# [WRITTEN EXERCISE 1]
Answer these questions about the forum post on the Omiyamairi that follows.
(a) How old is the baby daughter?
(b) Who was holding the baby while the family waited in the lobby?
(c) Which features does the poster say the daughter seems to have inherited from her?

# [EXCERPT TO READ]
BEGIN

# New Mommy in Japan - Maybe I'm too Sensitive



## HokurikuYome3

I'm kind of venting in this thread a bit so please forgive me. Maybe somebody else here has experienced this before and can offer some fresh perspective.

I might still feel overly sensitive about this because she is only 2 months old and I'm still a little bit hormonal etc.

We went on my daughters Omiyamairi and my mother-in-law, father-in-law, husband, sister-in-law, baby, and I were there. My SIL was holding the baby a lot of the time while we were waiting in the lobby of the adjacent ceremony hall for the photographer and coordinator lady. The coordinator lady came and automatically assumed that my SIL was my child's mother. She was asking questions about my child directly to my SIL so I came over and tired to interject and answer these questions my self. The coordinator lady completely ignored me and kept maintaining eye contact with everyone else. Then when it was time to go she asked for the "mother" to follow her and when I approached she said "No! No! The mother please!" my family corrected her of course as did I but it some how made my blood boil and my face turned red and I automatically hated this woman. She did not even apologize. She gave a surprised look on her face and kept saying "Really! I'm so Surprised!" we laughed about it including me (but my laughter was an awkward jilted laugh). 

I think she was rude not to apologize for her mistake but mostly I'm just bothered that my feelings are hurt by something most people would find trivial. I'm not resentful that our daughter takes a lot after her father in the looks department but she does seem to have inherited my chin and my lips. 

Has this kind of thing happened to anybody else here? Does anybody think it's a hormonal thing (like I keep telling myself)?


----------

END

# [DATASET ROWS]
BEGIN

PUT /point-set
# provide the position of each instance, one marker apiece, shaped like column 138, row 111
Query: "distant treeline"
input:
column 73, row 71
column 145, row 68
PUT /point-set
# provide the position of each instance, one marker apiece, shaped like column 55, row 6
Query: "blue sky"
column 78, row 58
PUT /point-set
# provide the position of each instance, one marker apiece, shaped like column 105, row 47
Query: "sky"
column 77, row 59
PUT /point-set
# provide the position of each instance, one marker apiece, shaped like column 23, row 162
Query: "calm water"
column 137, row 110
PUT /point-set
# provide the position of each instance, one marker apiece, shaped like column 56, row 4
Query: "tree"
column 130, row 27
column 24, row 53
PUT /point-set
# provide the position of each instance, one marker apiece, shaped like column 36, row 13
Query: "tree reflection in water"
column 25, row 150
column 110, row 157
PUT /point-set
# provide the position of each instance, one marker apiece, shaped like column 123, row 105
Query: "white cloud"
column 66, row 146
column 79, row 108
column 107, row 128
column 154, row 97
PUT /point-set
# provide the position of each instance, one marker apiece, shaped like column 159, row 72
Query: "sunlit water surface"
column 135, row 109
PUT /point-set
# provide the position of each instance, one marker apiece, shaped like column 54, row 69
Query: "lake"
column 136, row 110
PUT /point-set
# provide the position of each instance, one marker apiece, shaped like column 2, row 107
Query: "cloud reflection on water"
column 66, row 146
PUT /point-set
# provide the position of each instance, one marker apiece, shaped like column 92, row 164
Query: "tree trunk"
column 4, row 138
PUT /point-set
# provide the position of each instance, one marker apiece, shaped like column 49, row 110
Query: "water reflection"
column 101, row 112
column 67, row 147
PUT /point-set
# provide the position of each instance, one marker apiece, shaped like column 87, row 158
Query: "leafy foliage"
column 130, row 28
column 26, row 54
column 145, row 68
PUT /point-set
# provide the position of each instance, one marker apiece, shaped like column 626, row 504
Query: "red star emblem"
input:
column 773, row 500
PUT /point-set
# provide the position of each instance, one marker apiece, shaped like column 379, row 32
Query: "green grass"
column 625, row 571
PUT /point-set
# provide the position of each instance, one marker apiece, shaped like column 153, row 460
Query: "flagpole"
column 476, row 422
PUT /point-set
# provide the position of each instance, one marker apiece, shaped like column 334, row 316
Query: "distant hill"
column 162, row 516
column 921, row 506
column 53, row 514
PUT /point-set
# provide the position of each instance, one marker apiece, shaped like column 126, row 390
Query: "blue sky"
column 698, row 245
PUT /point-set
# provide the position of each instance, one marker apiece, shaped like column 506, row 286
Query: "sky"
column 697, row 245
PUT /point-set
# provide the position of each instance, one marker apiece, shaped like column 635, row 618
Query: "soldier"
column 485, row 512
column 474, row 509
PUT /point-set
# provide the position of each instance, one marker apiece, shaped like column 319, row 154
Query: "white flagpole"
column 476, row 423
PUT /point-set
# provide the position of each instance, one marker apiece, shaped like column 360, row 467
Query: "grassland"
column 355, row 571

END

# [WRITTEN EXERCISE 2]
Locate each line in the rows above that contains the string "reflection", and copy those lines out.

# [TASK SOLUTION 1]
(a) She is 2 months old.
(b) The poster's sister-in-law.
(c) Her chin and her lips.

# [TASK SOLUTION 2]
Query: "tree reflection in water"
Query: "cloud reflection on water"
Query: "water reflection"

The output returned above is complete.